**Text passage**

— start —

Now, let's plot a bar chart depicting the top 10 most discriminating words for cluster 0.

In [None]:
import matplotlib.pyplot as plt

top = disc_words.nlargest(10, "chi2").sort_values("chi2")

plt.figure(figsize=(5, 3))
plt.barh(top["feature"], top["chi2"])
plt.xlabel("Chi-square statistic")
plt.ylabel("")
plt.title("Most indicative features of cluster 0")
plt.tight_layout()
plt.show()

Now, we do it for all clusters.

In [None]:
dwf = pd.DataFrame()

for cluster in range(K):
    target = cluster_assignments == cluster
    scores, pvals = chi2(dfm, target)
    disc_words = pd.DataFrame({"cluster": cluster, "feature": vocabulary, "chi2" : scores, "pval" : pvals})

— end —

**Exercise requirements**
**a.** In the chi-square clustering excerpt, what label does the bar chart give its x-axis?
**b.** Extend the chi-square clustering excerpt, picking up right after its last line of code.
The records play no part in what follows.

**Items**
— start —

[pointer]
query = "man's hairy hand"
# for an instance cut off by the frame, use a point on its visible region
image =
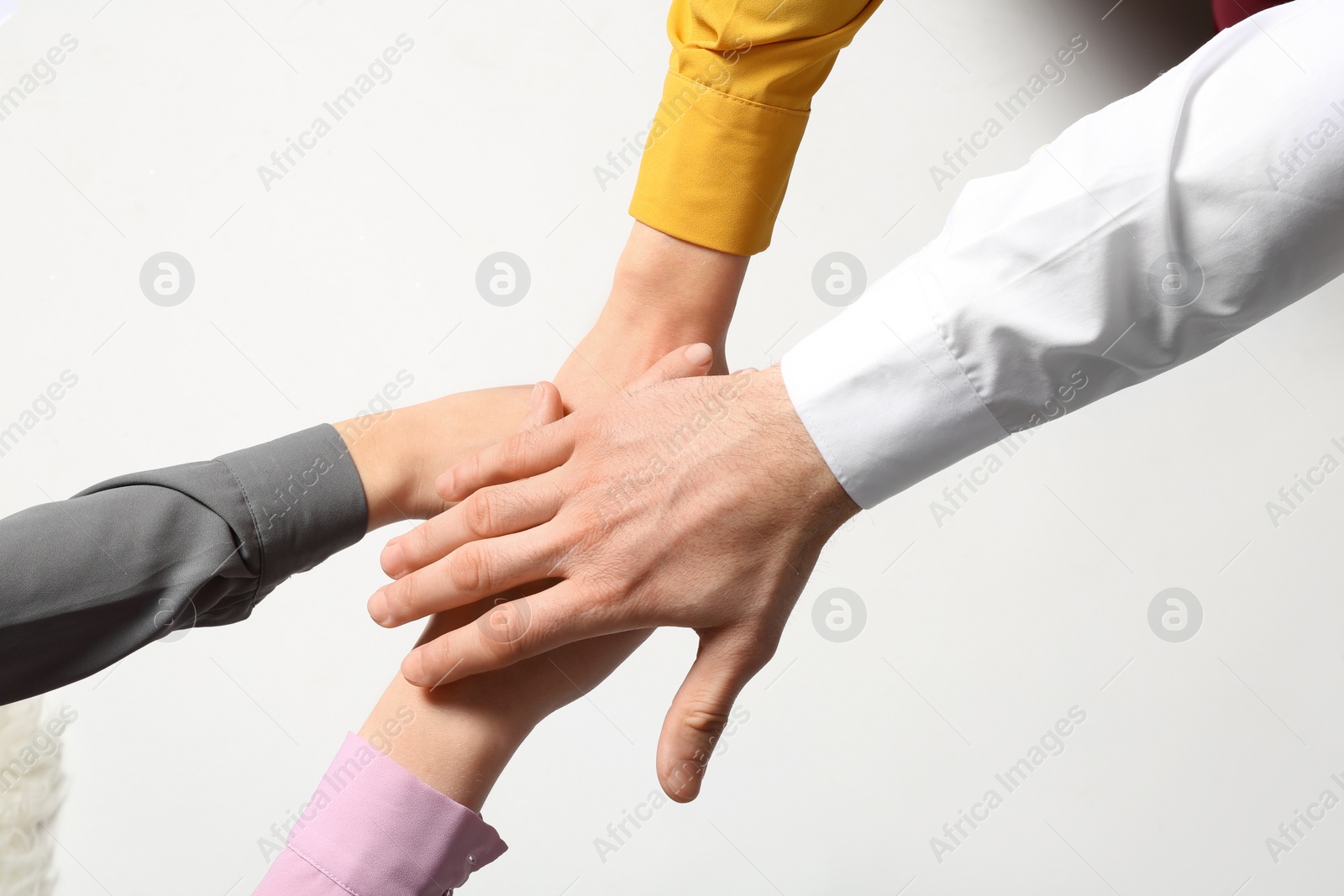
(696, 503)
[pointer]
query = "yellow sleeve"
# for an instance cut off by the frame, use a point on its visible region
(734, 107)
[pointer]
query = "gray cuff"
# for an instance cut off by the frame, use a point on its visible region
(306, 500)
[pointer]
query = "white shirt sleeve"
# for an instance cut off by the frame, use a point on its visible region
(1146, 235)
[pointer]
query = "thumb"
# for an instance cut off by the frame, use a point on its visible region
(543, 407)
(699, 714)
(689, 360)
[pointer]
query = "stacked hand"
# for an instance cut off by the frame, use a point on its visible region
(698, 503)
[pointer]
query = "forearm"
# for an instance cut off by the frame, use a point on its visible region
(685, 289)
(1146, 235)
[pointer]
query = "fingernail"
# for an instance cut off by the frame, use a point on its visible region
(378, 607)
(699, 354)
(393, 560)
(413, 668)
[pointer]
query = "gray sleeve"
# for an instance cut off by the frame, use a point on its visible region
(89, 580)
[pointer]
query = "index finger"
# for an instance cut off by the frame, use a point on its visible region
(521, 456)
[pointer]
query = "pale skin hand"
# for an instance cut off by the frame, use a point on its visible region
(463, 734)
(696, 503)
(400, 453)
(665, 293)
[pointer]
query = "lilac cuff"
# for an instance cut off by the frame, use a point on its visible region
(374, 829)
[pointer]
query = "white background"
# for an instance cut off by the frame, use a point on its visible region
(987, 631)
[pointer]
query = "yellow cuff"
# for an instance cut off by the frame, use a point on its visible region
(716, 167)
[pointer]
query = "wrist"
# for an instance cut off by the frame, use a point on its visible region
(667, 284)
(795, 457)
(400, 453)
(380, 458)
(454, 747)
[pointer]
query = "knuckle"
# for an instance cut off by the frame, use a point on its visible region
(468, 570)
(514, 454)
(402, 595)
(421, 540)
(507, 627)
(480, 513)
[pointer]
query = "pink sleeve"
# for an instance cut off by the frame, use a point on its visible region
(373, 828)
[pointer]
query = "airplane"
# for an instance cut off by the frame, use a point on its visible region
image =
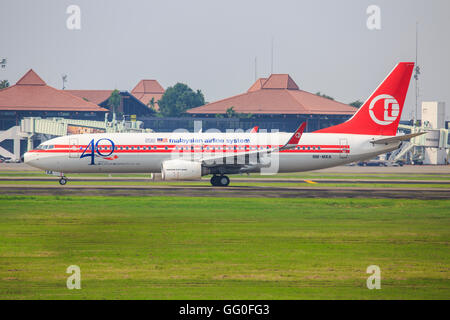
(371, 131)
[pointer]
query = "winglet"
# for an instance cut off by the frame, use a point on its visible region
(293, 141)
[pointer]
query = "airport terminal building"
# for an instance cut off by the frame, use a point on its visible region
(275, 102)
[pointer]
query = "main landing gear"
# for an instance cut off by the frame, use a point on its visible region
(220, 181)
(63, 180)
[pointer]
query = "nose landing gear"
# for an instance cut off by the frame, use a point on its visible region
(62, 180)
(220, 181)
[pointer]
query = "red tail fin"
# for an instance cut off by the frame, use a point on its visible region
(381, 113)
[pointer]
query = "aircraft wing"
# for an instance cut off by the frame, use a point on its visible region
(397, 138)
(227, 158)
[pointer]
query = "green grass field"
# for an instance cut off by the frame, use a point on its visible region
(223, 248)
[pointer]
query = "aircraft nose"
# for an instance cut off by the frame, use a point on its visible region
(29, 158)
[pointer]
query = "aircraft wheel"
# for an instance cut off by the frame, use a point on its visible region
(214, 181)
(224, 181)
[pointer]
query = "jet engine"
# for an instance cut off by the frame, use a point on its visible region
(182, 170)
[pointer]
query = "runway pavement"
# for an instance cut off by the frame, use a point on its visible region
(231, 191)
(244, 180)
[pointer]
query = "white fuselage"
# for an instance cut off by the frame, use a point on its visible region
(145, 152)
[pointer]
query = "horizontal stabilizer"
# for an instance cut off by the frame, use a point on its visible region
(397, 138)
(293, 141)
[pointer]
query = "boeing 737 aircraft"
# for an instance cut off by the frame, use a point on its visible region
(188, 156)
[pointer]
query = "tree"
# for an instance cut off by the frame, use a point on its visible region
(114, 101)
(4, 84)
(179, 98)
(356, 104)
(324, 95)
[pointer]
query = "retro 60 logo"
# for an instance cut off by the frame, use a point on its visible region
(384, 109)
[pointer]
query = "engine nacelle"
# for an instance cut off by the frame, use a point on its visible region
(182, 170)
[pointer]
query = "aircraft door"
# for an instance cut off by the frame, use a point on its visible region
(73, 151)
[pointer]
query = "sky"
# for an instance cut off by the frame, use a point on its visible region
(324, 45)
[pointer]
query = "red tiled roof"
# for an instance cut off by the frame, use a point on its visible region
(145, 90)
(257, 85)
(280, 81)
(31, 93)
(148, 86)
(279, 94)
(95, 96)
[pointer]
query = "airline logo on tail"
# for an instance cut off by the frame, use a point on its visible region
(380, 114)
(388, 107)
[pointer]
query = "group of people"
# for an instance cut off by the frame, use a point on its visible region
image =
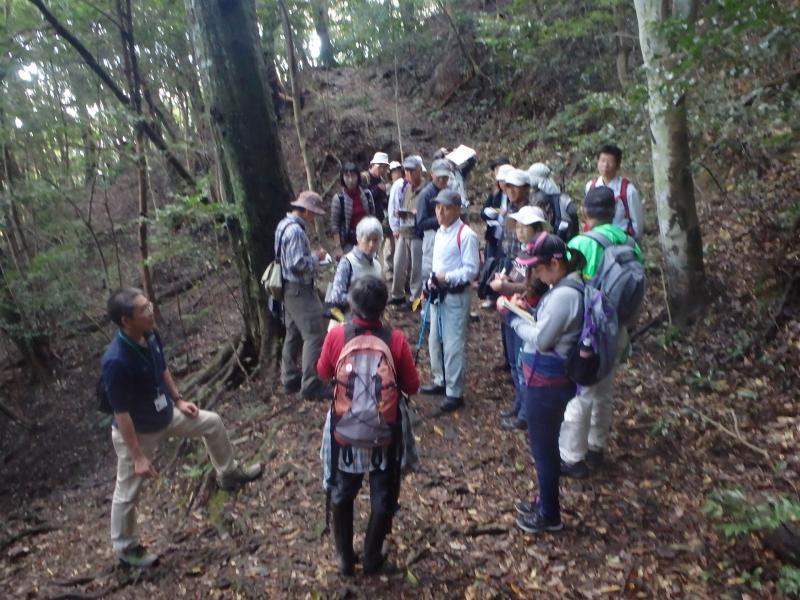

— end —

**Answers in order**
**a.** Chi-square statistic

**b.**
    disc_words = disc_words.sort_values("chi2", ascending=False).iloc[0:num_top_feats,:]
    disc_words = disc_words.loc[disc_words["pval"] < 0.05,:]
    dwf = pd.concat([dwf, disc_words], axis = 0)

disc_words = dwf.groupby("cluster")["feature"].apply(lambda s: ", ".join(s.astype(str)))

for i,r in disc_words.items():
    print(f"Cluster {i} most discriminating words: {r}")